### EXTRACT:
'''

A majority of California's precipitation falls in the north, and as a result the south is more parched and arid. However, the milder climate of the south has attracted people to live there, and in the beginning of the 20th century the Los Angeles Aqueduct was built, bringing water to thirsty Southern California. However, the capacity of the aqueduct was not sufficient to sustain the growing population of the area for long. As a result cities in the south looked to the abundant rivers of the north to draw their water supply from; however, the sheer distance of the water from the people made diversions on a less than statewide scale practically impossible.

Proposals and consensus

Northern California's water resources were first thoroughly studied in 1873 by Colonel B.S. Alexander of the U.S. Army Corps of Engineers. Alexander compiled a report detailing the drainage areas, discharges and hydrography of major Northern California rivers, specifically the Sacramento and the Feather, the state's first and fifth[1] largest rivers by discharge, respectively. During the late 19th century and early-to-mid-20th century, public opinion for a dam increased with the occurrence of major floods and droughts. A large dam like Oroville could impound rainy-season water, thereby preventing floods, and release it during the dry season, thereby moderating the effects of droughts and providing a stable year-round flow.[citation needed]

In the 1930s, a bill was passed in Congress allowing construction of facilities of the Central Valley Project, a water management project for the Central Valley designed by the U.S. Bureau of Reclamation. By 1940 there was growing pressure for a dam on the Feather River and the construction of an aqueduct to the south.The Burns-Porter Act or California Water Resources Development Bond Act was proposed in 1960 and barely went through by a slim margin – Northern Californians generally opposed the bill because they were afraid that their water supplies were being "stolen" by Southern Californians. Engineer Donald Thayer of the California Department of Water Resources was commissioned to design a dam on the Feather River at Oroville. Despite frequent floods and opposition from area residents, construction work on Oroville Dam started in 1961.

'''

### PROBLEMS:
(1) According to the Oroville Dam history, in what year did construction work on Oroville Dam start?
(2) Please list every government agency named in the Oroville Dam history.

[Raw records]

'''

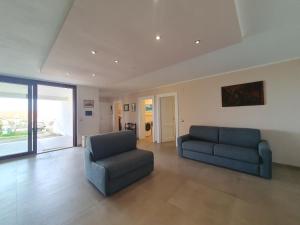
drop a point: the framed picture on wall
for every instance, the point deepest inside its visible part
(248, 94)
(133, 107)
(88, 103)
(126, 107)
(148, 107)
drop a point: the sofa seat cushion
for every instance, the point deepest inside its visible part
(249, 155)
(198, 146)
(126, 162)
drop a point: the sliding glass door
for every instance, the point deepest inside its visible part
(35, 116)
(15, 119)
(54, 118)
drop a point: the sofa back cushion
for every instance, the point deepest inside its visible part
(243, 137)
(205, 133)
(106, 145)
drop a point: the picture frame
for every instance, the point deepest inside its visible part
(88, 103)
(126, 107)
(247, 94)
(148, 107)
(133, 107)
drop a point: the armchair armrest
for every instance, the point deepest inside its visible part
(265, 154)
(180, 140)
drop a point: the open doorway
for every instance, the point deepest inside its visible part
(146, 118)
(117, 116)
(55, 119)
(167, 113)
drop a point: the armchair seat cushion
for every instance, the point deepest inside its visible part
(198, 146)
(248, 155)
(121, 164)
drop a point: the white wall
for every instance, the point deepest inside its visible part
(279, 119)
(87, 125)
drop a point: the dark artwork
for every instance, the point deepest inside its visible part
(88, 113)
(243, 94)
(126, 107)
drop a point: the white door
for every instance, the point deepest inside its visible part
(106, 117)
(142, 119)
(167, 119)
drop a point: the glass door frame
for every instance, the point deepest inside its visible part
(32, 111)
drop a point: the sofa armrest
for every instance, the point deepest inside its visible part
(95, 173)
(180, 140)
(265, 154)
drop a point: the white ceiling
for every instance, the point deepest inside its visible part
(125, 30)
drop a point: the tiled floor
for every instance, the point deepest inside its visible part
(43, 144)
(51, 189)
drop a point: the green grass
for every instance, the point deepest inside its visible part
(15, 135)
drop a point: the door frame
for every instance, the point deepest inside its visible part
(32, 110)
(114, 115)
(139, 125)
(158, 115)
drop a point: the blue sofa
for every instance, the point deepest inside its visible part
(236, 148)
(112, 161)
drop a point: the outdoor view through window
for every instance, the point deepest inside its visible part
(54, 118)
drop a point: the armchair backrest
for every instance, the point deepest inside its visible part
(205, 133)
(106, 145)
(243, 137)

'''
'''

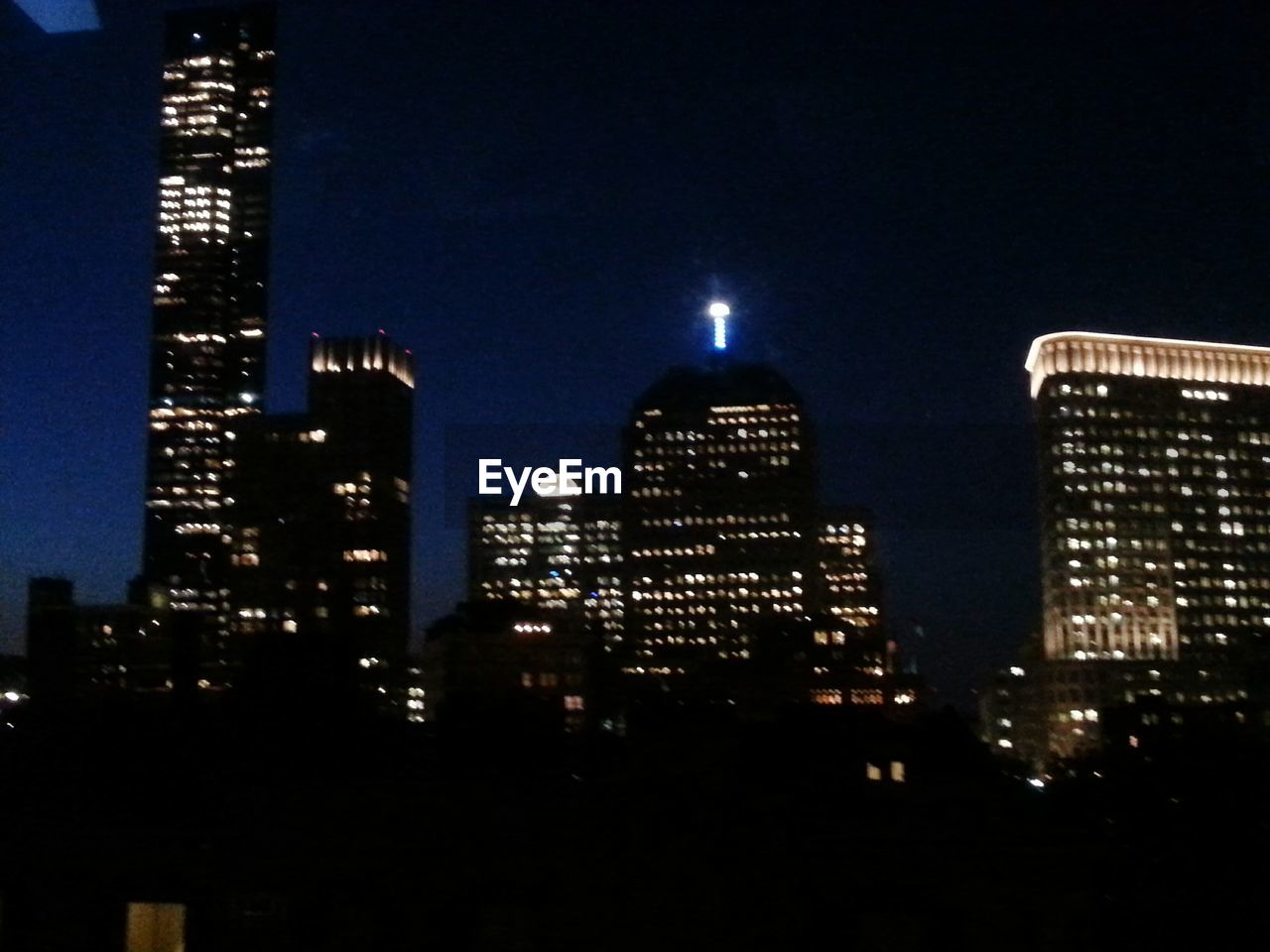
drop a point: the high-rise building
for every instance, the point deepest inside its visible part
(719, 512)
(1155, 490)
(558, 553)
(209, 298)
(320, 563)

'''

### SOLUTIONS TO THE EXERCISE:
(1) 1961

(2) U.S. Army Corps of Engineers, U.S. Bureau of Reclamation, California Department of Water Resources